** Exercise aim **
A word-for-word copy of all entries is required, without images.

Photo-based referring expression data
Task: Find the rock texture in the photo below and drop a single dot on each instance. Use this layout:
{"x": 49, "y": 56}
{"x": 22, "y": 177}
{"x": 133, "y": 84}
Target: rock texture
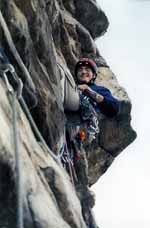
{"x": 47, "y": 32}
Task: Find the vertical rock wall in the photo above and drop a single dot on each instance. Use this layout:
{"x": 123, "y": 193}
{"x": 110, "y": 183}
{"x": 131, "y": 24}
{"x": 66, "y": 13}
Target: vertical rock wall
{"x": 45, "y": 33}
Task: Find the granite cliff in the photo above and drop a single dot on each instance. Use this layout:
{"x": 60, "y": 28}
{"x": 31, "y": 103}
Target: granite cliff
{"x": 36, "y": 35}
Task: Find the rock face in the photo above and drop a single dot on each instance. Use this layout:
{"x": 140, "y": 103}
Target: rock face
{"x": 45, "y": 33}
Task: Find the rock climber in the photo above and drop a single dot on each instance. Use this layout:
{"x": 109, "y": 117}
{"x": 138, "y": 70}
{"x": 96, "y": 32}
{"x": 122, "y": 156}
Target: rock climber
{"x": 104, "y": 102}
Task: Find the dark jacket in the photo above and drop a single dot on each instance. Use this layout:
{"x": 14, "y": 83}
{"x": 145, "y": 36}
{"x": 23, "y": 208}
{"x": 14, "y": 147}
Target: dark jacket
{"x": 110, "y": 105}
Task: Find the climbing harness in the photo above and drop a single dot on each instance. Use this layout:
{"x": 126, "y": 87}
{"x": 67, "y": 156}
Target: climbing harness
{"x": 89, "y": 117}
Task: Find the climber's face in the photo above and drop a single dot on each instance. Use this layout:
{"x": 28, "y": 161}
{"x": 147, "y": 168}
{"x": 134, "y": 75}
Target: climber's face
{"x": 85, "y": 74}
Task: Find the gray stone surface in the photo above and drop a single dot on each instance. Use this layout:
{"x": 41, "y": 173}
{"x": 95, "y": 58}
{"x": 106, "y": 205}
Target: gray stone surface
{"x": 45, "y": 32}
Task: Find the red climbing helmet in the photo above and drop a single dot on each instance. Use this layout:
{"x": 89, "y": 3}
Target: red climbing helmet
{"x": 86, "y": 62}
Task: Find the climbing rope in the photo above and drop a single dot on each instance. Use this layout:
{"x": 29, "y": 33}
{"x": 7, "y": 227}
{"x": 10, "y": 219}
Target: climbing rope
{"x": 19, "y": 187}
{"x": 14, "y": 95}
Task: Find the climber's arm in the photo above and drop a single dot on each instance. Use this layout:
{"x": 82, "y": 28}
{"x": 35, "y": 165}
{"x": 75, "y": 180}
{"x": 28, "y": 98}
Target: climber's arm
{"x": 109, "y": 106}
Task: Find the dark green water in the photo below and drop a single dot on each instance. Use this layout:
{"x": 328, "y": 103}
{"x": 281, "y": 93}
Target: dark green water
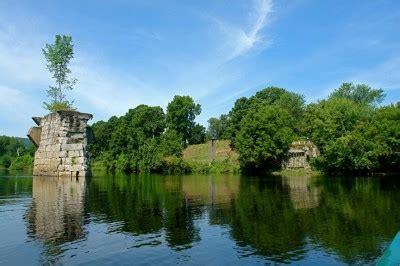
{"x": 201, "y": 220}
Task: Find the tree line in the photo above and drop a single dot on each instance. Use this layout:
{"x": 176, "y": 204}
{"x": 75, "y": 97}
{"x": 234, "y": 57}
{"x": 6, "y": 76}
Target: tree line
{"x": 146, "y": 138}
{"x": 354, "y": 133}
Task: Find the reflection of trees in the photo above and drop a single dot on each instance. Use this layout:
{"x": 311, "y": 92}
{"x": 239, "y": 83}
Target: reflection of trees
{"x": 356, "y": 217}
{"x": 263, "y": 217}
{"x": 136, "y": 201}
{"x": 14, "y": 186}
{"x": 56, "y": 215}
{"x": 149, "y": 204}
{"x": 302, "y": 194}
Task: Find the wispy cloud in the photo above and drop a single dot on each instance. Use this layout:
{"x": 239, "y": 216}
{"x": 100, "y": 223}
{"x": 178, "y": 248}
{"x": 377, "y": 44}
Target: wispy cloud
{"x": 385, "y": 75}
{"x": 242, "y": 39}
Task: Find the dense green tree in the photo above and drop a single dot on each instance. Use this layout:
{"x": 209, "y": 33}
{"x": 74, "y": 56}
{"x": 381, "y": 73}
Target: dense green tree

** Answer to this exercise **
Task: Find the rock texture in the photo below and drop a single dot on each instance. Use this layout:
{"x": 49, "y": 56}
{"x": 22, "y": 177}
{"x": 133, "y": 84}
Target: rock texture
{"x": 47, "y": 32}
Task: Find the vertical rock wall in the photo above and drop a single dot on each instance. Use this layout:
{"x": 123, "y": 193}
{"x": 110, "y": 183}
{"x": 131, "y": 24}
{"x": 66, "y": 13}
Target: vertical rock wall
{"x": 45, "y": 33}
Task: Find the granite cliff in the photo above and drop a single dot on each instance. Use this layout:
{"x": 60, "y": 28}
{"x": 31, "y": 103}
Target: granite cliff
{"x": 36, "y": 35}
Task: Find the rock face in the photo above and drop a single dot on each instance. Use this layout:
{"x": 140, "y": 103}
Target: rock face
{"x": 45, "y": 33}
Task: Find the rock climber in the photo above and drop a single dot on each instance. Use this layout:
{"x": 109, "y": 117}
{"x": 138, "y": 70}
{"x": 96, "y": 32}
{"x": 122, "y": 156}
Target: rock climber
{"x": 104, "y": 102}
Task: Find the dark jacket in the photo above and drop a single dot on each instance. Use this layout:
{"x": 14, "y": 83}
{"x": 145, "y": 36}
{"x": 23, "y": 208}
{"x": 14, "y": 147}
Target: dark jacket
{"x": 110, "y": 105}
Task: Find the climbing harness in the photo above and drop a single dot on each instance. Use this layout:
{"x": 126, "y": 87}
{"x": 67, "y": 156}
Target: climbing harness
{"x": 89, "y": 117}
Task: Find the climber's face in the photo above and drop a single dot on each instance. Use this layout:
{"x": 28, "y": 161}
{"x": 147, "y": 168}
{"x": 134, "y": 75}
Target: climber's face
{"x": 85, "y": 74}
Task: Find the gray stone surface in the photo above and drop a single dot on each instance. Use this layout:
{"x": 41, "y": 173}
{"x": 95, "y": 58}
{"x": 106, "y": 205}
Target: gray stone surface
{"x": 45, "y": 32}
Task: Find the red climbing helmet in the photo above and drop a single dot on each instance. Use this layout:
{"x": 89, "y": 3}
Target: red climbing helmet
{"x": 86, "y": 62}
Task: Find the climbing rope in the photo above and drop a single dot on each instance. Use this layout:
{"x": 29, "y": 33}
{"x": 7, "y": 227}
{"x": 10, "y": 219}
Target: climbing rope
{"x": 19, "y": 187}
{"x": 14, "y": 95}
Task: Find the climber's arm in the photo above and drop a single dot on each instance. Use this layout:
{"x": 82, "y": 28}
{"x": 35, "y": 165}
{"x": 75, "y": 180}
{"x": 28, "y": 98}
Target: climber's arm
{"x": 109, "y": 106}
Task: Find the dark green water in the photo below and drop a single dot on each instance. Use this layout:
{"x": 328, "y": 103}
{"x": 281, "y": 93}
Target: dark green water
{"x": 201, "y": 220}
Task: Find the tree line in the photo above and drop a single dot on each instance. Use this layout:
{"x": 176, "y": 204}
{"x": 75, "y": 97}
{"x": 234, "y": 57}
{"x": 6, "y": 76}
Target: tree line
{"x": 146, "y": 138}
{"x": 354, "y": 133}
Task: Find the reflection of trees in the photo above and drop a single dot on each instance. Use this layout:
{"x": 311, "y": 92}
{"x": 239, "y": 83}
Target: reflection of trees
{"x": 356, "y": 217}
{"x": 263, "y": 217}
{"x": 136, "y": 201}
{"x": 14, "y": 186}
{"x": 56, "y": 215}
{"x": 149, "y": 204}
{"x": 302, "y": 194}
Task: Find the wispy cloud in the photo above and drop a single dot on each instance. Use this layout:
{"x": 239, "y": 216}
{"x": 100, "y": 223}
{"x": 178, "y": 248}
{"x": 377, "y": 44}
Target: wispy cloud
{"x": 385, "y": 75}
{"x": 242, "y": 39}
Task: Find the dense green tree in the photo above and drop a single dot on each instance. Use this layout:
{"x": 209, "y": 33}
{"x": 74, "y": 56}
{"x": 381, "y": 73}
Target: dense green tree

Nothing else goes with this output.